Repeat the rows below word for word, leaving out the pictures.

**********

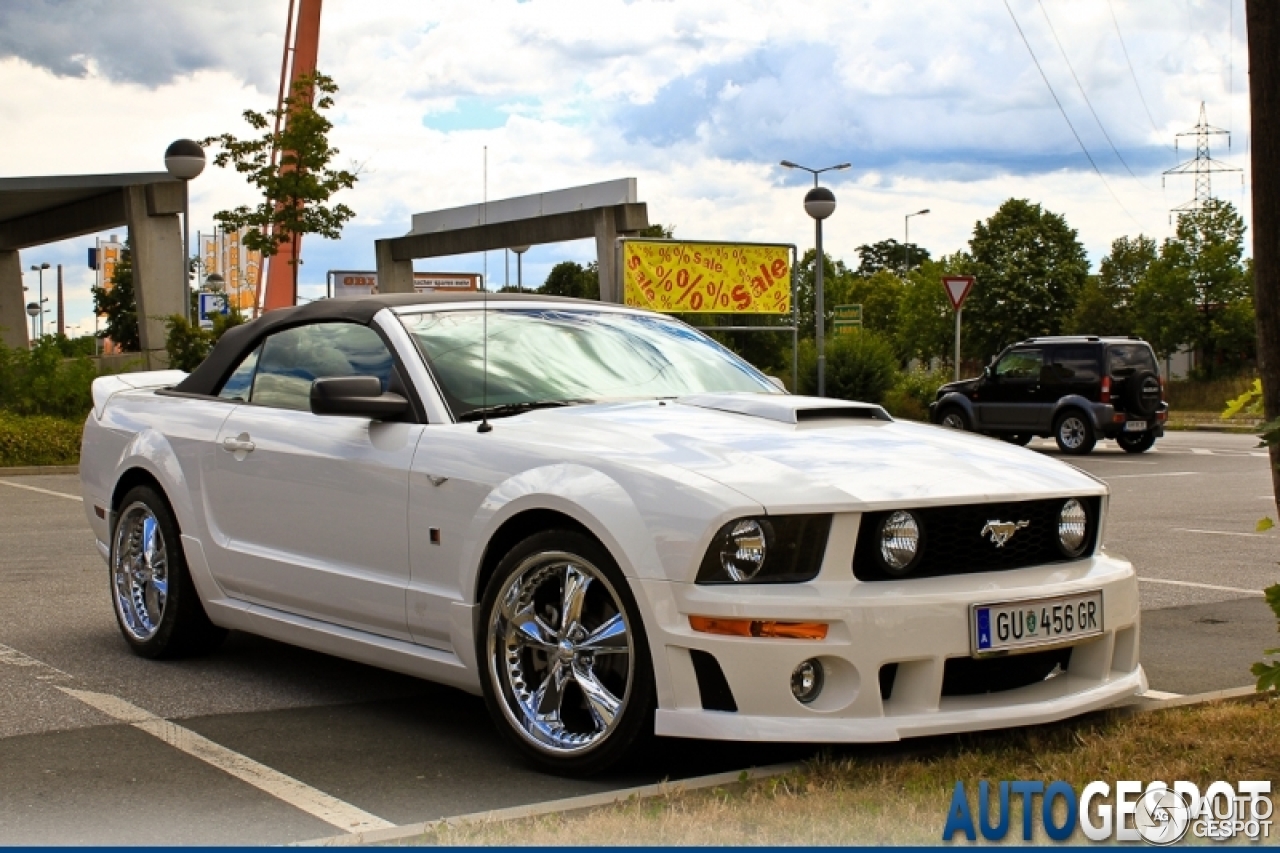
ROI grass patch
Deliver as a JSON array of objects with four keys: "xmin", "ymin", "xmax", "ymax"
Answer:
[
  {"xmin": 0, "ymin": 411, "xmax": 84, "ymax": 467},
  {"xmin": 410, "ymin": 695, "xmax": 1280, "ymax": 847}
]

**********

▶ _Answer to the exercise_:
ROI grass patch
Deliver as a JSON array of objects with four keys: "xmin", "ymin", "xmax", "ymax"
Answer:
[
  {"xmin": 0, "ymin": 411, "xmax": 84, "ymax": 467},
  {"xmin": 410, "ymin": 695, "xmax": 1280, "ymax": 847}
]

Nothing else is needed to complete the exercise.